■ **IN COSA CONSISTE**
Trascrivi per intero il testo su Brancaleone, senza cambiare nulla.

■ **BRANO DEL TESTO**

>>>

La verità è che noi non volevamo far vedere l’Alto Medioevo che si raccontava a scuola, nei romanzi di Re Artù, della Tavola Rotonda… tutti belli, nei loro castelli. Un Medioevo fatto di cortigiani, di dame, di duelli e tornei, insomma: un Medioevo molto raffinato, colto, dove tutti stavano bene. Tutto questo non era vero: la verità è che il Medioevo era una epoca selvaggia, ignorante, priva di cultura.

Il mondo di Brancaleone è molto diverso da quello glorioso descritto nel ciclo arturiano o nell’Orlando Furioso; al contrario è molto più vicino all’estetica di Boccaccio, mescolata all’anima popolare della Commedia dell’Arte. Brancaleone, benché si reputi un valoroso cavaliere, non possiede alcuna delle virtù cavalleresche: non è prode, né nobile, né umile né onorevole. Malgrado i suoi grandi sogni e le sue aspirazioni, non riesce neppure a domare il proprio cavallo! E’ un cavaliere ignorante dal gran cuore, ma è anche un cretino. Affronta le sue giornate nell’illusione che il suo nome sia leggenda. Vive di miti, illudendosi che le sue gesta saranno cantate in una qualche ballata, ma ovviamente non è così. E’ un personaggio esageratamente drammatico, che spesso si lancia in pomposi sproloqui come fosse un tragico eroe shakespeariano.

Brancaleone: Voi sapete chi io sia?
Pecoro: None.

<<<

■ **DATI DISPONIBILI**
>>>

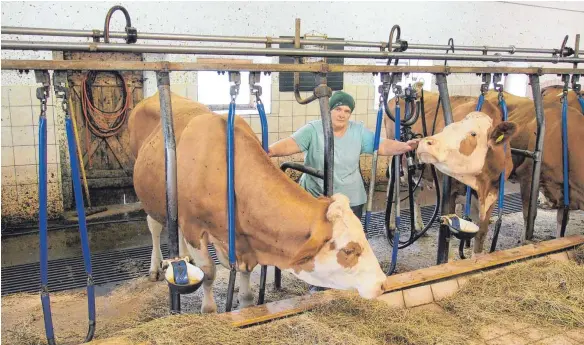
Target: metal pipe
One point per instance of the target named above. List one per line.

<<<

■ **RISPOSTA COMPLETA**
La verità è che noi non volevamo far vedere l’Alto Medioevo che si raccontava a scuola, nei romanzi di Re Artù, della Tavola Rotonda… tutti belli, nei loro castelli. Un Medioevo fatto di cortigiani, di dame, di duelli e tornei, insomma: un Medioevo molto raffinato, colto, dove tutti stavano bene. Tutto questo non era vero: la verità è che il Medioevo era una epoca selvaggia, ignorante, priva di cultura.

Il mondo di Brancaleone è molto diverso da quello glorioso descritto nel ciclo arturiano o nell’Orlando Furioso; al contrario è molto più vicino all’estetica di Boccaccio, mescolata all’anima popolare della Commedia dell’Arte. Brancaleone, benché si reputi un valoroso cavaliere, non possiede alcuna delle virtù cavalleresche: non è prode, né nobile, né umile né onorevole. Malgrado i suoi grandi sogni e le sue aspirazioni, non riesce neppure a domare il proprio cavallo! E’ un cavaliere ignorante dal gran cuore, ma è anche un cretino. Affronta le sue giornate nell’illusione che il suo nome sia leggenda. Vive di miti, illudendosi che le sue gesta saranno cantate in una qualche ballata, ma ovviamente non è così. E’ un personaggio esageratamente drammatico, che spesso si lancia in pomposi sproloqui come fosse un tragico eroe shakespeariano.

Brancaleone: Voi sapete chi io sia?
Pecoro: None.